== TASK TO CARRY OUT ==
Copy the passage on the WHO antiretroviral guidelines from "The new guidelines recommend" to "WHO clinical state." word for word.

== PROVIDED PASSAGE ==
>>>>>

One of the highlights of the recently concluded 7th IAS Conference on HIV Pathogenesis, Treatment and Prevention in Kuala Lumpur, Malaysia, was the launch by World Health Organization (WHO) of new Consolidated guidelines on the use of antiretroviral drugs for treating and preventing HIV infection.
Announced on 30 June 2013 at a satellite session, the new guidelines, if implemented at scale, could help avert an additional 3 million deaths and prevent 3.5 million more new HIV infections between now and 2025. At their core is the idea that earlier initiation of anti-retroviral (ARV) drugs will help people living with HIV (PLHIV) live longer and healthier lives.
The new guidelines recommend initiation of anti-retroviral treatment (ART) in all adults who have a CD4 count of 500 cells/mm3 or less, and priority should be given to individuals who have CD4 counts less of 350 cells/mm3 or less. Additionally the new guidelines also recommend that ART should be initiated immediately for PLHIV coinfected with TB or Hepatitis B and for those in serodiscordant couples. It also calls for Initiation of ART in all children infected with HIV below five years of age, regardless of WHO clinical state.
Soon after the launch, one of the conference participants, a self-identified MSM living with HIV, aptly described the new recommendations to me: ‘It was the best of times, it was the worst of times.’ One of the guiding principles behind the new recommendations is ‘promoting human rights and health equity,’ and for the first time WHO clinical ARV guidelines acknowledge the distinct challenges faced by key populations affected by the epidemic—men who have sex with men, transgenders, people who inject drugs, and female sex workers.

<<<<<

== DATA TO EXAMINE ==
>>>>>

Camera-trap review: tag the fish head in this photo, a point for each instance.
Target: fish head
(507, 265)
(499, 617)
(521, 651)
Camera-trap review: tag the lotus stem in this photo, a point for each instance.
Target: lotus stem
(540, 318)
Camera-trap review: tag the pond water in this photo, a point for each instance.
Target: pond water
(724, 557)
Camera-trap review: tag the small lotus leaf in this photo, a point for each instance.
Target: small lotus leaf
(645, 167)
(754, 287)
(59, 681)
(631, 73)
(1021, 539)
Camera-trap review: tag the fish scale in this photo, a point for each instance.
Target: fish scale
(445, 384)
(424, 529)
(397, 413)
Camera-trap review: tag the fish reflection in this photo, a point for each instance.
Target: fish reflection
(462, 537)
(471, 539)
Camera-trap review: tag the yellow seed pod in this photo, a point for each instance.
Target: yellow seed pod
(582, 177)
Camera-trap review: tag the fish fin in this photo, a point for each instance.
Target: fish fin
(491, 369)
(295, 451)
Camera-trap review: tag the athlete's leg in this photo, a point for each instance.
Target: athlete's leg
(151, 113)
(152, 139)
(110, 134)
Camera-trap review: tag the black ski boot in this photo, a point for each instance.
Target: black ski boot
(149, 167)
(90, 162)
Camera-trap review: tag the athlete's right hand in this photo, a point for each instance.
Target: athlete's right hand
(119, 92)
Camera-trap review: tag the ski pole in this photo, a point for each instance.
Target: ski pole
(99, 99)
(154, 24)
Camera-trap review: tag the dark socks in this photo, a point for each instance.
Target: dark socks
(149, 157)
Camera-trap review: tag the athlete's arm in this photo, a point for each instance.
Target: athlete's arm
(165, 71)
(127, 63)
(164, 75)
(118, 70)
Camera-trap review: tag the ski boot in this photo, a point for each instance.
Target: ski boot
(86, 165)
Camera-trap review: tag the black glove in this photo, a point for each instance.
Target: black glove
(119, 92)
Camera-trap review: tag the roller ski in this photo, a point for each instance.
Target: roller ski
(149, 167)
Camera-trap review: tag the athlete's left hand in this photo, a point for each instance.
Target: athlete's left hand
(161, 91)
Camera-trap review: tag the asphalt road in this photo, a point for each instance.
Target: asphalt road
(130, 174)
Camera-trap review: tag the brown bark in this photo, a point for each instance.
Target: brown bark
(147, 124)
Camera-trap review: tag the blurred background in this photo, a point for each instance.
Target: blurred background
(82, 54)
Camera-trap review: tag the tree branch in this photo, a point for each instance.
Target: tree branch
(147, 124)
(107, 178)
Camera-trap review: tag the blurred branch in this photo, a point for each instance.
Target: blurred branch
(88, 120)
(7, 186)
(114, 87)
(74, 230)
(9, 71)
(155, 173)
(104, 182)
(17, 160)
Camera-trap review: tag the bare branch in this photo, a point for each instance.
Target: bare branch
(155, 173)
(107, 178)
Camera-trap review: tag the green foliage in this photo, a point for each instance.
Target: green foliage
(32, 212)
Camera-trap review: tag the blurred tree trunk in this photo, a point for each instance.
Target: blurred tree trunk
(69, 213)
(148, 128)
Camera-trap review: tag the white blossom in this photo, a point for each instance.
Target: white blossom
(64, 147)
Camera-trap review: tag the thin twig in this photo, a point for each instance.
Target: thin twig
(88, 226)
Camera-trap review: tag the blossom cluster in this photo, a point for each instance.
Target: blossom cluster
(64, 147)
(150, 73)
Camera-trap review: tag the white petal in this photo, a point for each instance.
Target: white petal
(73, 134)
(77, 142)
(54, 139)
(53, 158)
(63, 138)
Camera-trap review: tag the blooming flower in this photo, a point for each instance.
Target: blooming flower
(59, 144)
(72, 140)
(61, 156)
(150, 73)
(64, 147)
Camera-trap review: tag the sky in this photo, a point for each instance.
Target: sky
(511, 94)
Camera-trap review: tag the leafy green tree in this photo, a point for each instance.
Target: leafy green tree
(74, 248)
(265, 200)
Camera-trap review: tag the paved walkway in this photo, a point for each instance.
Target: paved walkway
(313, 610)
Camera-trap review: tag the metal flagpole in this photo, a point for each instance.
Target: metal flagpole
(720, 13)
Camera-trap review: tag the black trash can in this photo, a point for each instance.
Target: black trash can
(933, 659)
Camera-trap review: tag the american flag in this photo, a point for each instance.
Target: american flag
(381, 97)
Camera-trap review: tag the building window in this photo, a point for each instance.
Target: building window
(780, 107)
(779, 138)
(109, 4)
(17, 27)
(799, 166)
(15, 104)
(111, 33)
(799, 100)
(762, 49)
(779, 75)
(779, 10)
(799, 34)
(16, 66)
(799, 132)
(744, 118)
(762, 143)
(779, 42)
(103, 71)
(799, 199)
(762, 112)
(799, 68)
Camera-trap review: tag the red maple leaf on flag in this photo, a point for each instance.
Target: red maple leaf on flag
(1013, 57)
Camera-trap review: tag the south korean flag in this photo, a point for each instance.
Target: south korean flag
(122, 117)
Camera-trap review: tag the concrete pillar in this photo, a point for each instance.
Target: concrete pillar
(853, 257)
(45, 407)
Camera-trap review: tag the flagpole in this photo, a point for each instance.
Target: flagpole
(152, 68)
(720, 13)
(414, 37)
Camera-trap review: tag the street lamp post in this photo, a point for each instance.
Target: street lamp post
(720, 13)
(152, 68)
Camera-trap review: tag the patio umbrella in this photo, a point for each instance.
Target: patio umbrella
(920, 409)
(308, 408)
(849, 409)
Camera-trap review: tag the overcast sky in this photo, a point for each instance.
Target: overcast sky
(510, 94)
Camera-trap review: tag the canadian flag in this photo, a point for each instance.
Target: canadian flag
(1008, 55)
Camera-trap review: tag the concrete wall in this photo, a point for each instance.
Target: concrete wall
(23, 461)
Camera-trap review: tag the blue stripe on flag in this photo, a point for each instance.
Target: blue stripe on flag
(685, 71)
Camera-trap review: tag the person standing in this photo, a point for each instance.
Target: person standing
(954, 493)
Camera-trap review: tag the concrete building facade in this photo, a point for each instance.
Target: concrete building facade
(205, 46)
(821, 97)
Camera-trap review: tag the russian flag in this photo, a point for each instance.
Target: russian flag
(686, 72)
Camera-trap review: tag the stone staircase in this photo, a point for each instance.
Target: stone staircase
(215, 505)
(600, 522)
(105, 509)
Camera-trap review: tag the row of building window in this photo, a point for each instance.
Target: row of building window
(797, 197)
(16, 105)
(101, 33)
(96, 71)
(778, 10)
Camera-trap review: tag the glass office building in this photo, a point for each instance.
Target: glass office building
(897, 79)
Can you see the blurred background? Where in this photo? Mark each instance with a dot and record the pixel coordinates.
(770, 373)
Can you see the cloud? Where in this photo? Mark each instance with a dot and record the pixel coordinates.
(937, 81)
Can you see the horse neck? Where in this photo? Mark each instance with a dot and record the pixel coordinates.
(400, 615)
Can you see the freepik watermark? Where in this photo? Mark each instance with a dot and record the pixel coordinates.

<<<<<

== ANSWER SPACE ==
The new guidelines recommend initiation of anti-retroviral treatment (ART) in all adults who have a CD4 count of 500 cells/mm3 or less, and priority should be given to individuals who have CD4 counts less of 350 cells/mm3 or less. Additionally the new guidelines also recommend that ART should be initiated immediately for PLHIV coinfected with TB or Hepatitis B and for those in serodiscordant couples. It also calls for Initiation of ART in all children infected with HIV below five years of age, regardless of WHO clinical state.